TUCoPS :: General Information :: bump.txt

Things that go Bump on the net This is a brief look at some of the more colorful characters in the menagerie of network security threats, with an emphasis on how they relate to agent-based sytems.

Things that Go Bump in the Net

This is a brief look at some of the more colorful characters in the
menagerie of network security threats, with an emphasis on how they relate
to agent-based systems. The Massively Distributed Systems group in IBM
Research conducts research into these and other emergent concerns in future
distributed systems.

Trojan horses

A Trojan horse is a program that does something that the programmer
intended, but the user would not approve of if he knew about it in advance.
Because most current security systems are based primarily on user-level
privilege rather than program-level privilege, any program that you run can
read any object you have read-access to, write to any object that you have
write-access to, and execute any program or command that you are authorized
to execute.

A Trojan horse concealed in a random game program downloaded from your
favorite newsgroup can read any file you have read access to, and mail it
anywhere in the world. It can erase, or just shuffle around a few bytes in,
any file you can write to. It can send obscene messages to the White House,
or post embarassing things to random newsgroups.

And it can copy itself into any program that you have write access to (see
Viruses and Worms below).

In a mobile-agent system, it is critical to ensure that arriving agents
execute in a controlled environment, and are able to do only those things
that they are authorized to do. Agents should be trusted only as far as the
least-trusted entity that may have been able to alter the program or
internal state of the agent; secure authentication methods (such as digital
signatures) must be used carefully when it is necessary to establish the
real author or sender of an agent. See Itinerant Agents for Mobile Computing
for some related security considerations in these sorts of systems.

Viruses and Worms

A virus is a program (generally a Trojan horse) that spreads, by making
copies of iteslf in one way or another. In the microcomputer environment,
viruses generally spread by writing copies of themselves into other
programs, or into boot records of disks and diskettes. (For more information
on computer viruses in PC-compatible machines, see the IBM Computer Virus
Information Center.)

A worm in a networked environment is generally a self-sufficient program
that spreads by spawning copies of itself on other hosts in the network. One
famous worm caused great disruption on the Internet in 1988. There is no
hard line between viruses and worms; in general, if the spreading entity is
a self-sufficient program, it will be called a worm, whereas if it embeds
itself inside other programs or boot code, it will be called a virus.

Can a virus spread between agents in a mobile-agent system? So far, the
consensus seems to be that there is no particular reason to allow one agent
to alter the code of another already-existing agent. If the agent
infrastructure does not allow this, no virus will be able to spread from
agent to agent. On the other hand, if the infrastructure accidentally or
purposely does allow one agent to alter another, inter-agent viruses will be

Are worms possible in mobile-agent systems? If one agent can create another
agent, the possibility of runaway worm reproduction exists. Agent
reproduction must be controlled in one way or another to limit the
possibility; if agents can create other agents, they must be charged in some
scarce currency, or limited in how large their tree of descendants can get,
or otherwise kept from having children and grandchildren without bound.

• _REQUIRED TASKS_
1) In the text on network security threats, in what year did one famous worm cause great disruption on the Internet?
2) Carry on the text about network security threats from its last sentence.

• _RAW DATA_
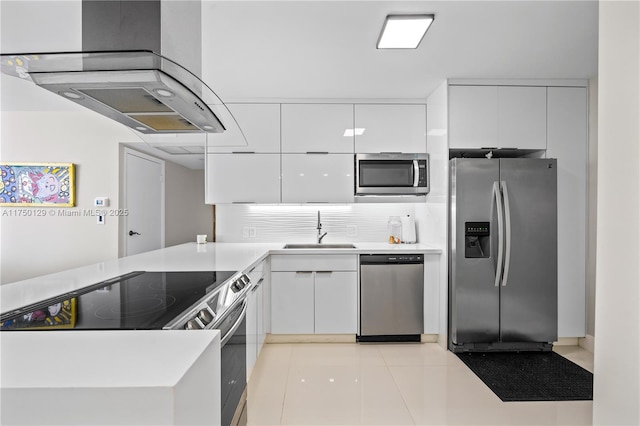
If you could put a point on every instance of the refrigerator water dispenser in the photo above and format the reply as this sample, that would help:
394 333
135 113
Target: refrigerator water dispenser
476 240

--

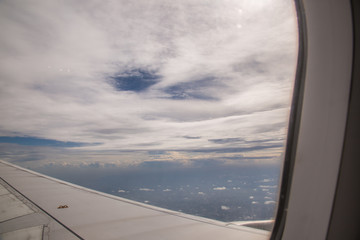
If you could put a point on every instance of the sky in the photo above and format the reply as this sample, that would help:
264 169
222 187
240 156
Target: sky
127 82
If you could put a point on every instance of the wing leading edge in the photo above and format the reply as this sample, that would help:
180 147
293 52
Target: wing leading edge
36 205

• _SET OF ANSWERS_
1) 1988

2)
Flash Crowds

The term Flash Crowd was first used by Larry Niven, in a science fiction
short story. In the story, cheap local teleportation has become possible;
now, the sites of attractive news stories are instantly innundated with
rubberneckers teleporting in to watch.

As systems become more interconnected and more powerful, we have the
equivalent of cheap teleportation; if a Web site becomes known as
particularly interesting, its usage curve can go exponential, causing
network bottlenecks and server crashes. In networks of agents, a vast number
of similarly-programmed agents, like a horde of similarly-programmed trading
programs causing a market crash, can cause network congestion and server
overload. And if the agents all adopt similar fallback strategies in
response to overload, the flash crowd can migrate from server to server on
the net, leading to surging hard-to-remedy travelling overloads.

Weeds, Freeloaders and Flying Dutchmen

A weed is a program (or anything else in a system) that does no one any
good, but that uses such a small amount of resources that it's often not
cost-effective to do anything about it. Eventually, weeds start to
accumulate, and it's time to get out the clippers. Or the herbicide.

A freeloader is a program that uses some system or server resources to
survive and possibly benefit its creator, without paying for them. Servers
may provide some minimal service for free, in order to attract paying
customers, or unintentionally, as an unintended effect of complex cost
structures; there may be ways to arrange for some transaction charges,
especially small ones, to be lost in the shuffle. A freeloader exploits
these sorts of things to operate free of charge.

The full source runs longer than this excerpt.